#### TEXT SECTION:
◆ ◆ ◆ ◆
We can then filter in the URL, using TMS tile addresses in the zoom/x/y format, eg:. /location/?tile=8/100/200 which is equivalent to filtering on the bbox (-39.37500,-71.07406,-37.96875,-70.61261).

For more information on configuration options see InBBoxFilter.

Note that the tile address start in the upper left, not the lower left origin used by some implementations.

DistanceToPointFilter

Provides a DistanceToPointFilter, which is a subclass of DRF BaseFilterBackend. Filters a queryset to only those instances within a certain distance of a given point.

views.py:

from rest_framework_gis.filters import DistanceToPointFilter

class LocationList(ListAPIView):

    queryset = models.Location.objects.all()
    serializer_class = serializers.LocationSerializer
    distance_filter_field = 'geometry'
    filter_backends = (DistanceToPointFilter,)
◆ ◆ ◆ ◆
#### GIVEN INFORMATION:
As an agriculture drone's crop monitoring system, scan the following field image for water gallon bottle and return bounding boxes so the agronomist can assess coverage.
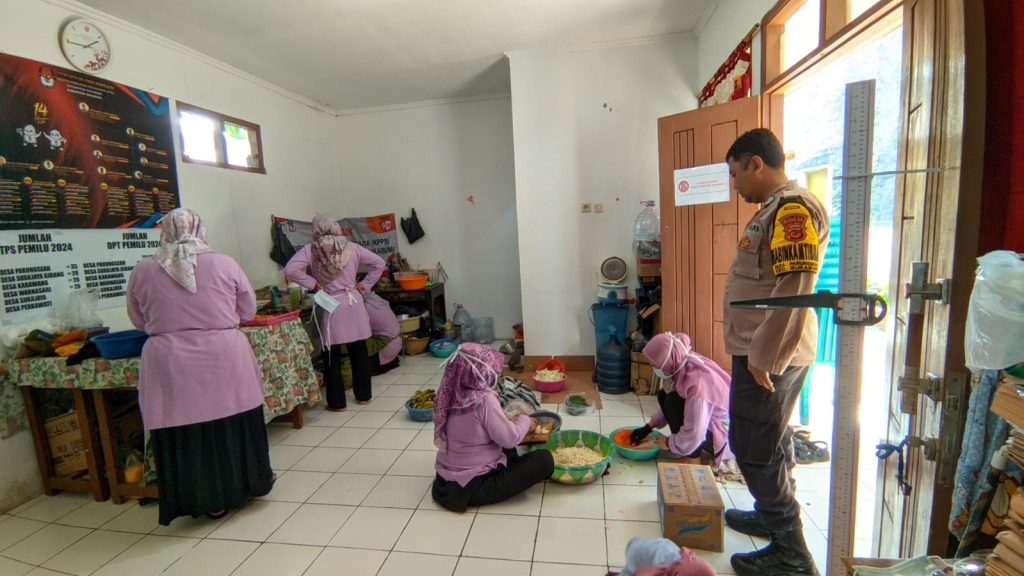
◆ ◆ ◆ ◆
#### WORK INSTRUCTIONS:
Please repeat the stretch of the GIS filter text from "Provides a DistanceToPointFilter, which" through "a given point.", word for word. This data has no connection to the GIS filter text.

#### THE ANSWER:
Provides a DistanceToPointFilter, which is a subclass of DRF BaseFilterBackend. Filters a queryset to only those instances within a certain distance of a given point.